**Task requirements**
Word for word, copy each record that comes after this.

[Records excerpted from a collection]

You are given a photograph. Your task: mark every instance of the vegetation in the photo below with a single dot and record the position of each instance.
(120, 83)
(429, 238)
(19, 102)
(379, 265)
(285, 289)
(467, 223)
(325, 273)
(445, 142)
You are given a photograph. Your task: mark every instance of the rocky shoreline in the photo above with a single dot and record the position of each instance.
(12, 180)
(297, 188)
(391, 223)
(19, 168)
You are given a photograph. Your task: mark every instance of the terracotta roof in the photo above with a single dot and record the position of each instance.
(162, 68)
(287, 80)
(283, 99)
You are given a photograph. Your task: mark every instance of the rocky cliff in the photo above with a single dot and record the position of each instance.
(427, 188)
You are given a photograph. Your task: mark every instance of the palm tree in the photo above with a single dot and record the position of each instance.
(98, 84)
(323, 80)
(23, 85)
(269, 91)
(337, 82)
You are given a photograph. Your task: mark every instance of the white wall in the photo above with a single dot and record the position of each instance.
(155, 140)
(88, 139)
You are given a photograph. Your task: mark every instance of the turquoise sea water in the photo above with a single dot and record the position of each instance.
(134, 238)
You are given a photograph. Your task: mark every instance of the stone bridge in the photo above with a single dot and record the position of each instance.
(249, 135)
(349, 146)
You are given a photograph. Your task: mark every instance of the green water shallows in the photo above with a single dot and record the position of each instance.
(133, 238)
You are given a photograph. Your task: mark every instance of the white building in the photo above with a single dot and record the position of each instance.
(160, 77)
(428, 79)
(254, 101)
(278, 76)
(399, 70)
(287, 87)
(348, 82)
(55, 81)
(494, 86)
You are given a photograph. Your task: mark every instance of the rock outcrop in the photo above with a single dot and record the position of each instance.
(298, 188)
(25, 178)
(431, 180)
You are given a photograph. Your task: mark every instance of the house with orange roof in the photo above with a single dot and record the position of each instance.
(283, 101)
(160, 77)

**Result for this exercise**
You are given a photograph. Your task: mark every instance of the vegetation in the photo below with a single dot and record the position of each instance.
(120, 83)
(429, 238)
(19, 102)
(379, 265)
(285, 289)
(467, 223)
(325, 273)
(445, 142)
You are given a photograph. Your task: mark every instance of the rocky shoreline in the photo above with a single dot and record the position of each instance.
(12, 180)
(297, 188)
(391, 223)
(19, 168)
You are given a photograph. Your task: mark every instance of the terracotta roof in the photo above with a single dot and record the position of each instance.
(162, 68)
(287, 80)
(283, 99)
You are given a photograph. Your task: mark every instance of the rocky cliff in the photo above with a single dot and record the position of each instance.
(427, 188)
You are given a photograph. Your task: mark every instance of the palm tree in the photo above with a single dot and record the position of each instance.
(98, 84)
(323, 80)
(23, 85)
(269, 91)
(337, 82)
You are given a photograph. Your task: mark every instance of the white wall in the photo above with a single dot and record the position of each instance.
(155, 140)
(88, 139)
You are given a photograph. Your task: mark every instance of the turquoise sea water in the photo above with a single dot and record the position of each instance.
(134, 238)
You are given a photograph. Your task: mark every instance of the stone bridge in the photo above with a single dot and record the position of each instance.
(249, 135)
(349, 146)
You are given a photograph. Your task: mark every instance of the green water shallows in the photo above with a single dot and record the position of each instance.
(133, 238)
You are given a photograph. Your task: mark every instance of the white building in the photo above with a single dot and record the position of each instance.
(160, 77)
(428, 79)
(254, 101)
(278, 76)
(399, 70)
(287, 87)
(348, 82)
(55, 81)
(494, 86)
You are given a photograph. Your task: mark every instance of the rock outcrop in the photo above with a single dot and record the position of each instance.
(298, 188)
(25, 178)
(431, 180)
You are given a photograph. Your task: mark every instance of the house with orange roof in the photo above with a single dot and record the position of each instance.
(283, 101)
(160, 77)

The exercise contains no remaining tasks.